━━━ Brano da leggere

In ogni caso, nel dicembre dello stesso anno in cui la guerra finisce e deve cominciare la ricostruzione, le idee più ambiziose sono già state sconfitte, e gli uomini migliori sono già arresi.
Il narratore va via dal Viminale, con la testa bassa e i pensieri malinconici. Sotto la pioggia percorre via Nazionale, assiste a un folle che inginocchiato spara con un fucile immaginario a ogni auto che passa, e poi viene preso sottobraccio, da una parte e dall’altra, da due amici che hanno anche loro assistito alle dimissioni di Parri e che stanno discutendo animatamente delle conseguenze. Sono Carmine Bianco e Andrea Valente. Sono, come in tutto il libro, i nomi letterari di due persone vere: si tratta di Manlio Rossi Doria e Leo Valiani. Lo conducono nel traforo di via Milano, come se fosse la caverna in cui poter dire tutto essendo al riparo. Parlano di molte cose, e cominciano dalla Sinistra: «naturalmente non gli importa nulla del successo, anzi, hanno piuttosto il gusto del sacrificio, del martirio» – e credo che questa frase rappresenti tutta la sinistra italiana da quel momento fino a oggi. E poi c’è una frase di questo libro che rende tutta la forza profetica che gli attribuiamo: «Eravamo partiti che volevamo la rivoluzione mondiale, poi ci siamo accontentati della rivoluzione in Italia, e poi di alcune riforme e poi di partecipare al Governo, e poi di non esserne cacciati. Eccoci ormai sulla difensiva: domani saremo ridotti a combattere per l’esistenza di un partito, e poi magari di un gruppo o di un gruppetto, e poi, chissà, forse per le nostre persone, per il nostro onore e la nostra anima: cose sempre più piccole e più lontane, e un’astratta passione, sempre uguale, triste: ma vedrai che andrà così».
Tutto questo per dire che la battaglia politica è già perduta. Lì, in quel traforo profetizzano che il Paese si scinderà in due parti, due religioni: quella cattolica e il comunismo ( e accadrà per molti e molti anni).

━━━━━━

Consegna:
Trascrivi senza alcuna modifica il passo del brano sulle dimissioni di Parri che va da "In ogni caso, nel" fino a "sono già arresi." incluso.

━━━ Dati in esame

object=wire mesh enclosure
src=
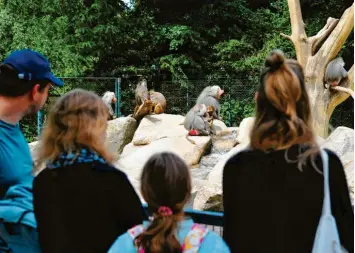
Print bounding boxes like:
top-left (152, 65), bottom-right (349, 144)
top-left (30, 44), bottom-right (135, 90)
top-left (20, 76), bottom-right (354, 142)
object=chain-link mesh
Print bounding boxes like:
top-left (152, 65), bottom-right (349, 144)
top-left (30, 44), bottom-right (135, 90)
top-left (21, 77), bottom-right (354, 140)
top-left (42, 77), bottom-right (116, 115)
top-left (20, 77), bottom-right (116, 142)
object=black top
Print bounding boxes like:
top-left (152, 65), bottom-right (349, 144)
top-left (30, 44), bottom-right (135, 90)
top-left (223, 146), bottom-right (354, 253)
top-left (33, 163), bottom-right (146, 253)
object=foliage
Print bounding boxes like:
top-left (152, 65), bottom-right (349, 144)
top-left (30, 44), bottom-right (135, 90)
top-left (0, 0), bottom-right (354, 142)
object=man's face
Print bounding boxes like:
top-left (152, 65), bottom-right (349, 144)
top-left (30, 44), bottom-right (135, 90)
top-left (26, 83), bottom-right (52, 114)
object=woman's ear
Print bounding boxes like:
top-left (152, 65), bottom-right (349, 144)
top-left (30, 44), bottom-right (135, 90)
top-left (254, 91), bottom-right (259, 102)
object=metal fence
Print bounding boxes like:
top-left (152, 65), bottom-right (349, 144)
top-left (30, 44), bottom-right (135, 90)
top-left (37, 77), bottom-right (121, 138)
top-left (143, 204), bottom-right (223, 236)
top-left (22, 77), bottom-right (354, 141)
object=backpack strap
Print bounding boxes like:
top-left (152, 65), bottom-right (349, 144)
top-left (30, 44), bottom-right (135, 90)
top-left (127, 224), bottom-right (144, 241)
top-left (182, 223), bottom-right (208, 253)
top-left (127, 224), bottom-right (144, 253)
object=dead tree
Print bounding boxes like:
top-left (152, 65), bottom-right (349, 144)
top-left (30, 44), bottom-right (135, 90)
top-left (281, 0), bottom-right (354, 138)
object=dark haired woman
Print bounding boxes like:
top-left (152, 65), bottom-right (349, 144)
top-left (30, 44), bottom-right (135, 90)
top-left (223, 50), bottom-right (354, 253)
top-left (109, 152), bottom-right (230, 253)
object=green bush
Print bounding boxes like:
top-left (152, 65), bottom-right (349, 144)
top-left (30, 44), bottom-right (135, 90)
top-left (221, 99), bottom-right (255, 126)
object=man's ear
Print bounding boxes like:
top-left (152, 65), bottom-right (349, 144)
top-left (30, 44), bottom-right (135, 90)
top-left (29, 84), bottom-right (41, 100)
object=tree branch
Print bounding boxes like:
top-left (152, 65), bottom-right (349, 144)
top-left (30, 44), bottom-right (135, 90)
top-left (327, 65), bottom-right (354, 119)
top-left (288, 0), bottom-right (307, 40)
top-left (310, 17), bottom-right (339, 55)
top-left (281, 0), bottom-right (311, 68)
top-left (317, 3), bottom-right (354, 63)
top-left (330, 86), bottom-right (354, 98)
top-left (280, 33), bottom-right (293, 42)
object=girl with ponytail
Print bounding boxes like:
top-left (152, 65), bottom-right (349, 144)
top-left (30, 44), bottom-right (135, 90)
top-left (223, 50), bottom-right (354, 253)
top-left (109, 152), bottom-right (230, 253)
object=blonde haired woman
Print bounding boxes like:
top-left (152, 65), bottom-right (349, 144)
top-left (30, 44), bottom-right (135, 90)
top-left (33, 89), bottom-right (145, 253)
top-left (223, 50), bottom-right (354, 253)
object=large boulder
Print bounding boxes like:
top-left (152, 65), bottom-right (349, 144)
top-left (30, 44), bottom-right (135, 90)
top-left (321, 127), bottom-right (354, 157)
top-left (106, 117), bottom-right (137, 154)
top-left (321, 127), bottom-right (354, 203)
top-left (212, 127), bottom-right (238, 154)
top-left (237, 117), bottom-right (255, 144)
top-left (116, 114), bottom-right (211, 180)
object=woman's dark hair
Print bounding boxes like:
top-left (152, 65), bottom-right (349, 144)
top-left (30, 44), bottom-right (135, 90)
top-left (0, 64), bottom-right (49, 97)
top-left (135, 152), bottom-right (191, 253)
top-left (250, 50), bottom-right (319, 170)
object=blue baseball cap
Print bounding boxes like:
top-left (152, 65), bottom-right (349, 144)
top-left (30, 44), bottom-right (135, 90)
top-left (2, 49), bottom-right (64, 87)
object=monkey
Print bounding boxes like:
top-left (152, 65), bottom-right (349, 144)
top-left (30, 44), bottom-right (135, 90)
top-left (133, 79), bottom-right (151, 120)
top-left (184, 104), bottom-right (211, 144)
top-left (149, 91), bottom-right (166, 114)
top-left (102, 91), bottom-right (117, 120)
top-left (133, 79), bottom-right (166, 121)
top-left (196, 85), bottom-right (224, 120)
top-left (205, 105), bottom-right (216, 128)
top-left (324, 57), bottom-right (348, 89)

━━━━━━

Risposta:
In ogni caso, nel dicembre dello stesso anno in cui la guerra finisce e deve cominciare la ricostruzione, le idee più ambiziose sono già state sconfitte, e gli uomini migliori sono già arresi.